### STUDY QUESTIONS
1. Decide whether each statement agrees with the passage on the Democratic primary campaign. For each, answer yes or no and quote the words from the passage that decide it. (a) Twenty-eight Democrats declared their candidacies at some point. (b) The Iowa caucus disaster happened four weeks earlier. (c) Sanders left Nevada looking like the likely nominee.
2. In the passage on the Democratic primary campaign, why are the remaining candidates unable to campaign now that the primaries are winding down?
3. Continue the passage on the Democratic primary campaign, starting after its final sentence.

The whole of this primary campaign has been bizarre. Twenty-eight Democrats at one point or another declared their candidacies, including a scammy small-city Florida mayor and a surprisingly successful small-city Indiana mayor, two Johns, two Joes, a mass of men with last names beginning with the letter B, and Marianne Williamson. When the primaries were beginning, many candidates were unable to campaign because they were in the middle of trying to remove the current president from office. Now with the primaries winding down, the remaining candidates are unable to campaign because they’re in the middle of a pandemic.
It’s a particularly unsettling sensation for those of us who have been covering this election and for the people working within it. It’s a feeling of running in sleet as fast as you possibly can while your family is shouting at you for your attention, and then suddenly hitting a wall and everything going silent. The Iowa caucus disaster was six weeks ago. Biden’s collapse in New Hampshire, what I and many others thought could’ve been the end of his campaign, was five. Just about four weeks ago, Sanders came out of Nevada looking like the likely nominee. It’s barely been two weeks since Biden came back in South Carolina and rallied the establishment, two weeks since Super Tuesday when he swept up.

### MATERIAL SHOWN
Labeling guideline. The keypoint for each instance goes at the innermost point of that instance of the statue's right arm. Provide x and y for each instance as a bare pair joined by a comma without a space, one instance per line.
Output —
...
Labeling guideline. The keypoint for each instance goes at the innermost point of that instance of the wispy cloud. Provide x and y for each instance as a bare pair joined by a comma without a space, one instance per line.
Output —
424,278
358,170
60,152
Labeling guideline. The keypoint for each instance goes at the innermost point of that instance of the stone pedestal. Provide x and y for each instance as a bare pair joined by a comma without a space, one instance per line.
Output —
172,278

### ANSWERS FOR THIS EXERCISE
1.
(a) Yes: "Twenty-eight Democrats at one point or another declared their candidacies"
(b) No: "The Iowa caucus disaster was six weeks ago."
(c) Yes: "Sanders came out of Nevada looking like the likely nominee."

2. They are in the middle of a pandemic.

3.
I was in Iowa for a little over a week leading up to the caucuses there, starting to read stories in the hotel lobby with other campaign reporters about the virus going around China. International businesses had started canceling travel. We were able to get an extra few days at our nice hotel in Des Moines before getting bumped to the not-so-nice hotel, and it seemed like a pretty good deal. I went to Las Vegas for the first time in my life in the days before the Nevada caucuses and got absolutely lost trying to figure out how to find the street from inside the sprawling neon. I spent about 15 minutes watching a dozen men play craps shoulder to shoulder, completely unable to figure out what the rules were. When I landed back at JFK in New York after, I first noticed how many people were wearing masks.
These moments now feel like artifacts of another world. Joe Biden is winning the primary, Joe Biden seems likely to keep winning the primary, and I have no idea when any of us will next be in a place like a casino.